* Start EXTRACTED TEXT *

Section 4.-The validity of the public debt of the ·United States, authorized by law, including debts incurred for payment of pensions and bounties for services in suppressing insurrection or rebellion, shall not be questioned. But neither the United States nor any State shall assume or pay any debt or obligation incurred in aid of insurrection or rebellion against the United States, or any claim for the loss or emancipation of any slave; but all such debts, obligations, and claims shall be held illegal and void.

This section had immediate reference to the existing public debt, which was incurred in suppressing the rebellion; but the language is general, and therefore applicable to all public debts. The prohibition as to the payment by the United States or any State of any part of a debt incurred in aid of insurrection or rebellion against the United States, is also general. The measure is one of obvious security, as under the reconstruction laws many of those formerly in the rebellion have been admitted again to the State and National legislatures. It is better for all to have the question settled by the adoption of a clause in the organic law itself.

Section 5.-The Congress shall have power to enforce, by appropriate legislation, the provisions of this article. The same remark may be made of this as of the corresponding section in the Thirteenth Amendment; it seems to be unnecessary. Whatever the Constitution requires, Congress has the power to carry out by ap

propriate legislation, whether there be specific provision. for it or not.

Article 15, Sec. 1.-The right of citizens of the United States to vote shall not be denied or abridged by the United States, or by any State, on account of race, color, or previous condition of servitude.

Sec. 2.-The Congress shall have power to enforce this article by appropriate legislation.

The second section of the Fourteenth Amendment was intended to secure suffrage to the freedmen. This was to be done indirectly, however. The right of suffrage was not conferred upon the colored race by a direct affirmative grant, but the States which should withhold it were to have their number of Representatives in Congress reduced in proportion. The measure was not attended with the success which was anticipated. The enfranchisement of the colored race was deemed indispensable to their own safety and to the prosperity of the nation; and the first plan to secure it having failed, a second was proposed. Hence this Fifteenth Amendment. It declares expressly that the right of citizens to vote shall not be denied or abridged on account of race, color, or previous condition of servitude. The Fourteenth Amendment declared the colored race to be citizens, and thus gave them all civil rights; and the Fifteenth secures them suffrage, and thus bestows upon them political rights.

* End EXTRACTED TEXT *

WRITTEN TASKS:
(1) In the amendment commentary, what are the grounds on which the right of citizens to vote may not be denied or abridged?
(2) According to the amendment commentary, what happened to states that withheld suffrage under the second section of the Fourteenth Amendment?
Please rely only on the amendment commentary above.

* Start DATA LINES *

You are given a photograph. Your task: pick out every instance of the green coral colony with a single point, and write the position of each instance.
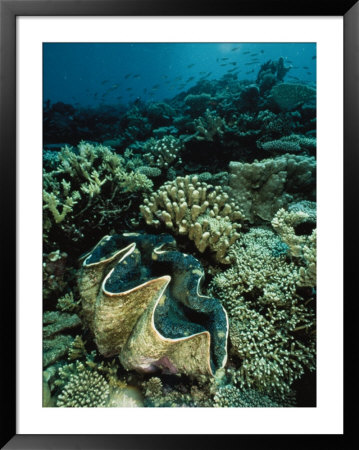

* End DATA LINES *

THE SOLUTIONS:
(1) Race, color, and previous condition of servitude.

(2) Their number of Representatives in Congress was to be reduced in proportion.